* **Provided text**
↓

San Antonio Express-News (Sunday)
3 TAKEOUT ALL-STARS
Thai Dee, Cappy’s, Mixtli are good to-go
In the early days of the COVID-19 pandemic, takeout was the only game in town for San Antonio restaurants. And so they gave it their all, to-go.
Restaurants started reopening May 1 — and they began serving at 75 percent capacity Friday — but not every restaurant’s ready to rock, and not every customer’s ready to roll. If you’re not comfortable sitting in a restaurant dining room just yet, know that Thai Dee, Cappy’s and Mixtli are right there with you, waiting at the curb with a takeout taste of what makes them three of the best restaurants in San Antonio.
Thai Dee
The tiny paneled dining room at Thai Dee is usually packed to the walls with Thai fans and their BYOB wine bottles, with a scrum of people at the front door waiting their turn. Right now and for the indefinite future, the room’s like a museum exhibit, with a lone cashier at the back curating carryout orders.
Even boxed for takeout, Thai Dee’s food radiated big, fresh flavors, starting with the city’s best papaya salad ($10), with ribbons of the crunchy fruit married with peppers, green beans, carrots, tomatoes awash in funky citrus marinade. The tom soup fraternal twins — tom yum and tom kha ($4 each) — resonated with the respective twang of tomatoes and coconut milk.

↑

* **Input data**

↓

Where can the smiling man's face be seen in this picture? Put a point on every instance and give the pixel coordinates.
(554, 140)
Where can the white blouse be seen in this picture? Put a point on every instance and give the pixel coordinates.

↑

* **Exercises to complete**
(a) In the takeout restaurant review, why did San Antonio restaurants put so much effort into takeout early in the COVID-19 pandemic?
(b) Pick up the San Antonio takeout restaurant review after its last sentence and keep writing it.

* **Answers in order**
(a) In the early days of the pandemic, takeout was the only way San Antonio restaurants could serve customers, so they put everything they had into it.

(b)
The appetizer train rolled on with the hot-and-cold crunch of spicy grilled beef salad ($13) and moo ping skewers of grilled pork with a sweet glaze and backyard charcoal character ($11).
Main courses brought the substance and charm of chicken pad Thai noodles with big peanut taste ($12), plus an eponymous Thai Dee curry with deep, tomato flavor spiked with shrimp and pineapple ($14). Green beans with pork ($17) brought the subtle citrus of shredded kaffir lime leaves into clear focus.
Location and hours: 5307 Blanco Road, 210-342-3622, thaideesa.com. Open only for takeout noon to 8 p.m. Monday to
Saturday.
Cappy’s
It’s hard to imagine Cappy’s on Broadway without the warm, lodge-style hospitality that makes it one of the city’s best customer service experiences. But you don’t have to imagine
Cappy’s longtime menu favorites, because they hold up well on the trip from curbside to your home table.
Lamb chops ($28) led a fullsize family feast from Cappy’s, a trio grilled and seasoned with a rosy center, served with buttery mashed potatoes and grilled vegetables. Out of the box, it filled a dinner plate from rim to rim, the same as Mustang Chicken ($17), a Cappy’s favorite with a pan-fried horseradish crust, a smart take on chicken-fried chicken.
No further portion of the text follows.